--- START INFORMATION SHOWN ---

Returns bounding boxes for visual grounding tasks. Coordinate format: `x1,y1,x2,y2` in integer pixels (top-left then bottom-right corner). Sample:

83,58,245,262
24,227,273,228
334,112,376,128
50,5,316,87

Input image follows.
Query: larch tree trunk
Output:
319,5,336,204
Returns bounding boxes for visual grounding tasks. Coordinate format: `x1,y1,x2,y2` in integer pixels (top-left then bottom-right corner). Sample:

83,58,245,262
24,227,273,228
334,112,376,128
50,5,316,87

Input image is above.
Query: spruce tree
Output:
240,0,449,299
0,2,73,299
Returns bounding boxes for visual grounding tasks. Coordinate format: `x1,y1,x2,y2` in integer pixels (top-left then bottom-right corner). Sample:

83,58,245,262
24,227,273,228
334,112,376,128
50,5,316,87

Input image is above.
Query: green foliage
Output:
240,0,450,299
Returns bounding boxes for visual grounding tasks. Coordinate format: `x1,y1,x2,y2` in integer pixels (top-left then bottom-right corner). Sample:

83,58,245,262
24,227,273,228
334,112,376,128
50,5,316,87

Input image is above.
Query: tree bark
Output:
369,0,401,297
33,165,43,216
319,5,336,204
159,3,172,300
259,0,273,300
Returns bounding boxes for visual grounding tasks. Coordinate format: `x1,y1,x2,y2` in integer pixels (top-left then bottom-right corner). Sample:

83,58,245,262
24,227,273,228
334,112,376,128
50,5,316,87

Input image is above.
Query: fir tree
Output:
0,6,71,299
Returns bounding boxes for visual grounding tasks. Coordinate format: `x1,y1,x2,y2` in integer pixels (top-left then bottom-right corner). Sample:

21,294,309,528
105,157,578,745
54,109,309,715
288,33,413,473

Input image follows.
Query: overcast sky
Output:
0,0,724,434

--- END INFORMATION SHOWN ---

### STATED GOAL:
Copy all of the records above, requests included, and add -55 to every coordinate in the output bounding boxes. Leave the numbers in the requests and their format samples as they are.

### EXERCISE RESPONSE:
Returns bounding boxes for visual grounding tasks. Coordinate format: `x1,y1,x2,y2` in integer pixels (top-left then bottom-right corner). Sample:

83,58,245,262
24,227,273,228
334,112,376,128
50,5,316,87

Input image follows.
Query: larch tree trunk
Output:
264,-50,281,149
Returns bounding boxes for visual grounding tasks. Coordinate format: `x1,y1,x2,y2` in integer pixels (top-left then bottom-right corner). Sample:

83,58,245,262
24,227,273,228
334,112,376,128
50,5,316,87

Input image is above.
Query: spruce tree
Output:
185,-55,394,244
-55,-53,18,244
Returns bounding boxes for visual grounding tasks. Coordinate format: `x1,y1,x2,y2` in integer pixels (top-left then bottom-right corner). Sample:

83,58,245,262
24,227,273,228
334,112,376,128
50,5,316,87

Input image is above.
Query: green foliage
Output:
185,-55,395,244
Returns bounding boxes for visual grounding tasks. Coordinate format: `x1,y1,x2,y2` in integer pixels (top-left then bottom-right corner). Sample:

83,58,245,262
24,227,273,228
334,112,376,128
50,5,316,87

Input image is above.
Query: tree bark
Output:
314,-55,346,242
-22,110,-12,161
264,-50,281,149
104,-52,117,245
204,-55,218,245
Returns bounding boxes for visual grounding tasks. Coordinate format: `x1,y1,x2,y2` in integer pixels (top-left then bottom-right corner). Sample:

83,58,245,262
24,227,273,228
334,112,376,128
50,5,316,87

Input image is above.
Query: fir tree
Output:
-55,-49,16,244
Returns bounding boxes for visual grounding tasks. Coordinate format: `x1,y1,x2,y2` in integer pixels (top-left then bottom-right corner). Sample:

21,294,309,528
105,157,578,745
54,109,309,715
288,33,413,473

Input image follows.
Query: overcast sky
Output:
-55,-55,669,379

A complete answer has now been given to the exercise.